**TO DO**.
Write out all of the lines below again, swapping each "Target" for "Object" and changing nothing else. Leave the pictures out of your answer.

**GIVEN RECORDS**.
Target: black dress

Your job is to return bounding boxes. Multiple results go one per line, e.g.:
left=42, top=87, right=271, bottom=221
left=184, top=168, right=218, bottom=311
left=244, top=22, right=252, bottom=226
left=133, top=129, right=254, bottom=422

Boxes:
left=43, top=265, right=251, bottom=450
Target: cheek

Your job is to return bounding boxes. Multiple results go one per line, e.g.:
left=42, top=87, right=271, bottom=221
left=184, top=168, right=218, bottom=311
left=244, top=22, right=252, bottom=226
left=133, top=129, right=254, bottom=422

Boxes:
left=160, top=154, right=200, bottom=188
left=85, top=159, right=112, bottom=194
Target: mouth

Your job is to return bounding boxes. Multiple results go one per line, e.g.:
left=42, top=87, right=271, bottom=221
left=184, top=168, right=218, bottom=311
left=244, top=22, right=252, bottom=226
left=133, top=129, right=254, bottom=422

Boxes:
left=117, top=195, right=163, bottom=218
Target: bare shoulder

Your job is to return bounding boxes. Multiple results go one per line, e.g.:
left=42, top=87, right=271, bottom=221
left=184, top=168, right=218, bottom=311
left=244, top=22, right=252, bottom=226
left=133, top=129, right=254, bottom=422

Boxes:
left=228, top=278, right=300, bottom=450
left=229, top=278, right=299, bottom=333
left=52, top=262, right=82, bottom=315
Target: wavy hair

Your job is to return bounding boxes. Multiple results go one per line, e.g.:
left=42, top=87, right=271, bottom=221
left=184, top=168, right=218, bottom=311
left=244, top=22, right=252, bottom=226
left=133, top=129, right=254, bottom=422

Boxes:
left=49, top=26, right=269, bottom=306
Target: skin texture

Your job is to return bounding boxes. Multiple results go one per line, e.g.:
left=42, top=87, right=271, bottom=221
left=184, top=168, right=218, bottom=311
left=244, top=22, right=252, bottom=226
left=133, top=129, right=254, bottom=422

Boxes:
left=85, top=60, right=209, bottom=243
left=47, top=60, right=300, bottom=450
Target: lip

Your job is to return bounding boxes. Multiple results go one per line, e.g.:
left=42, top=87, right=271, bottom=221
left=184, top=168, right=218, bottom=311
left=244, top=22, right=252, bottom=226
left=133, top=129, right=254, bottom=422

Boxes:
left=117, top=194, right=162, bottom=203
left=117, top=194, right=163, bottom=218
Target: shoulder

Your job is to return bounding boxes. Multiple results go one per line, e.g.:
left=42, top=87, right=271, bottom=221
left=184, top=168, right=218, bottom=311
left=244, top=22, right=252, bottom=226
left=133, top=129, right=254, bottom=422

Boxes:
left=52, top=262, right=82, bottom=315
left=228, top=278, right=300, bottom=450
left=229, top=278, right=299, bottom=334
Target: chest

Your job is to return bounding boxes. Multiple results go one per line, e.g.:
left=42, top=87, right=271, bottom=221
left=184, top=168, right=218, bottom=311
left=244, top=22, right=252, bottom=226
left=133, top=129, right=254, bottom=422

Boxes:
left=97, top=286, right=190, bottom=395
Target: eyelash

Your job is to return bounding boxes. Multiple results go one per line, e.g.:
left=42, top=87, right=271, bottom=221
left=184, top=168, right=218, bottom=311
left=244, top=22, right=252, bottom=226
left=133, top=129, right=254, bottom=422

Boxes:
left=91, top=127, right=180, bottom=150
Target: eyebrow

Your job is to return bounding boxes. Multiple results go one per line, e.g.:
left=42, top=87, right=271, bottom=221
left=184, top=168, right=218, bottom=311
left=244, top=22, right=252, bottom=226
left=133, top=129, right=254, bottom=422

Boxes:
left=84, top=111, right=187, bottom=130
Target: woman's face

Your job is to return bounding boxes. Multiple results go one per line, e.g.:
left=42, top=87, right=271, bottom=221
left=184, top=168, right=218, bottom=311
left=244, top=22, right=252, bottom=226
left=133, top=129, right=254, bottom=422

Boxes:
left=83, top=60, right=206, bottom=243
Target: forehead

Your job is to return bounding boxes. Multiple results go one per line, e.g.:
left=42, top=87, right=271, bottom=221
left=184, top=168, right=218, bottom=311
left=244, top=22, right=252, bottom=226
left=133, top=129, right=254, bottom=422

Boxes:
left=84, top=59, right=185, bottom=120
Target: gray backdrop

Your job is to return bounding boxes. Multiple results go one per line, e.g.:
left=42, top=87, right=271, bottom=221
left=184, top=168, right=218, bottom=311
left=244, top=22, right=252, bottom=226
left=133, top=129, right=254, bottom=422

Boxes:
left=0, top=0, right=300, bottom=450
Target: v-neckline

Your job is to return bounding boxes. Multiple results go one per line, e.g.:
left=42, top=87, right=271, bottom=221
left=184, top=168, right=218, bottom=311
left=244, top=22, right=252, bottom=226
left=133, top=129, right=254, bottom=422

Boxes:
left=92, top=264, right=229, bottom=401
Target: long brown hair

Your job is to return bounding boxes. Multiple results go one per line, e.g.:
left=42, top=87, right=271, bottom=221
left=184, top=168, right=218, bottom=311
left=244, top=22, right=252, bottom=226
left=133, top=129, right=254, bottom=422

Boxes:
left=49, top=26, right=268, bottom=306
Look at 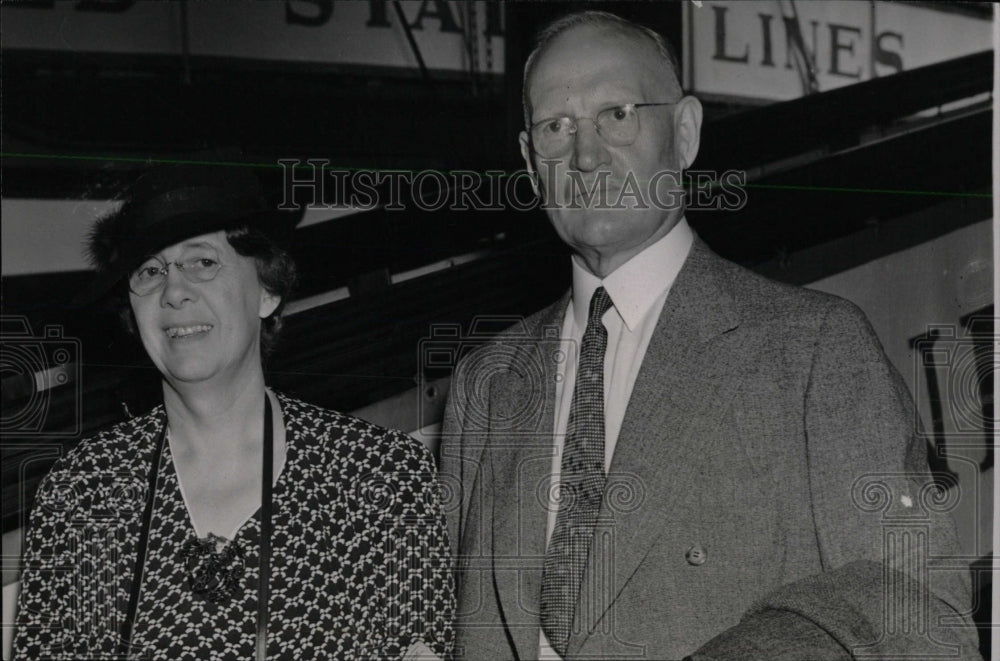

**RESULT FOR THIS EXERCISE**.
Object: black dress

Your job is to return bounding boxes. Multiple results go one per line, e.g.:
left=42, top=87, right=271, bottom=221
left=184, top=168, right=218, bottom=311
left=244, top=22, right=252, bottom=226
left=133, top=129, right=254, bottom=422

Boxes:
left=43, top=265, right=251, bottom=450
Object: cheek

Your job is to return bounding boxes. Multiple results go one per line, e.g.:
left=42, top=87, right=271, bottom=221
left=184, top=168, right=218, bottom=311
left=244, top=22, right=252, bottom=226
left=133, top=129, right=254, bottom=422

Boxes:
left=160, top=154, right=200, bottom=188
left=85, top=159, right=112, bottom=194
Object: mouth

Your job is to return bounding boxes. Multiple results go one per line, e.g.:
left=42, top=87, right=271, bottom=221
left=184, top=168, right=218, bottom=311
left=244, top=22, right=252, bottom=226
left=133, top=129, right=254, bottom=422

Boxes:
left=117, top=195, right=163, bottom=218
Object: bare shoulder

Your job is to return bounding boxes. Multiple results go one per line, e.g.:
left=42, top=87, right=271, bottom=221
left=184, top=168, right=218, bottom=311
left=244, top=22, right=252, bottom=226
left=133, top=129, right=254, bottom=422

Boxes:
left=228, top=278, right=300, bottom=450
left=229, top=278, right=299, bottom=333
left=52, top=262, right=82, bottom=315
Object: wavy hair

Your job is to return bounding boxes. Multiple results go one per line, e.g.:
left=42, top=87, right=271, bottom=221
left=184, top=168, right=218, bottom=311
left=244, top=22, right=252, bottom=226
left=133, top=129, right=254, bottom=422

Boxes:
left=49, top=26, right=269, bottom=306
Object: skin texture

Your job is to return bounding boxes. Multiple results go one per line, e.g.:
left=42, top=87, right=271, bottom=221
left=184, top=168, right=218, bottom=311
left=244, top=22, right=252, bottom=226
left=133, top=129, right=254, bottom=422

Boxes:
left=85, top=60, right=209, bottom=243
left=47, top=60, right=300, bottom=450
Object: lip

Your job is to return bounding boxes. Multiple results go one per line, e.g.:
left=42, top=87, right=271, bottom=221
left=184, top=168, right=218, bottom=311
left=244, top=22, right=252, bottom=226
left=133, top=129, right=254, bottom=422

Boxes:
left=117, top=194, right=162, bottom=203
left=117, top=194, right=163, bottom=218
Object: shoulder

Your job is to return bounding boxes. Multiple results go one per line, e.g.:
left=42, top=87, right=271, bottom=221
left=184, top=168, right=218, bottom=311
left=244, top=22, right=252, bottom=226
left=133, top=129, right=254, bottom=422

Boxes:
left=52, top=262, right=82, bottom=315
left=228, top=278, right=300, bottom=450
left=229, top=278, right=299, bottom=334
Object: chest

Your job is to return bounding boxes. Multiple results go one per line, e.g.:
left=42, top=87, right=271, bottom=221
left=184, top=168, right=218, bottom=311
left=244, top=22, right=252, bottom=226
left=133, top=129, right=254, bottom=422

Boxes:
left=97, top=286, right=190, bottom=395
Object: eyelash

Your job is to return bounding boxes. Multiple results go one per line, e.g.:
left=42, top=87, right=271, bottom=221
left=184, top=168, right=218, bottom=311
left=244, top=22, right=252, bottom=226
left=133, top=129, right=254, bottom=422

Boxes:
left=91, top=127, right=180, bottom=150
Object: eyebrow

Your job is to return bounding boxes. Multiple results go one per line, e.g.:
left=42, top=87, right=271, bottom=221
left=184, top=168, right=218, bottom=311
left=244, top=22, right=252, bottom=226
left=133, top=129, right=254, bottom=422

Boxes:
left=84, top=111, right=187, bottom=130
Object: woman's face

Your job is to return bounding boxes. Multiple results go one per line, e.g.:
left=42, top=87, right=271, bottom=221
left=184, top=168, right=218, bottom=311
left=244, top=22, right=252, bottom=226
left=133, top=129, right=254, bottom=422

Boxes:
left=83, top=60, right=206, bottom=243
Object: forehead

Your job is to return bounding boxes. Multiple results go one per line, e.g.:
left=42, top=87, right=271, bottom=221
left=184, top=168, right=218, bottom=311
left=244, top=22, right=252, bottom=226
left=133, top=129, right=254, bottom=422

Boxes:
left=84, top=59, right=185, bottom=120
Object: gray backdrop

Your job is to return bounding boxes. Multiple results go one per line, e.g.:
left=42, top=87, right=271, bottom=221
left=184, top=168, right=218, bottom=311
left=244, top=22, right=252, bottom=226
left=133, top=129, right=254, bottom=422

Boxes:
left=0, top=0, right=300, bottom=450
Object: v-neckline

Your job is to return bounding boxes. Multiple results go one per line, e.g.:
left=42, top=87, right=271, bottom=221
left=184, top=168, right=218, bottom=311
left=244, top=22, right=252, bottom=226
left=133, top=129, right=254, bottom=422

Boxes:
left=92, top=264, right=229, bottom=401
Object: long brown hair

Your job is to return bounding boxes. Multiple results go one per line, e.g.:
left=42, top=87, right=271, bottom=221
left=184, top=168, right=218, bottom=311
left=244, top=22, right=252, bottom=226
left=133, top=129, right=254, bottom=422

Boxes:
left=49, top=26, right=268, bottom=306
Look at 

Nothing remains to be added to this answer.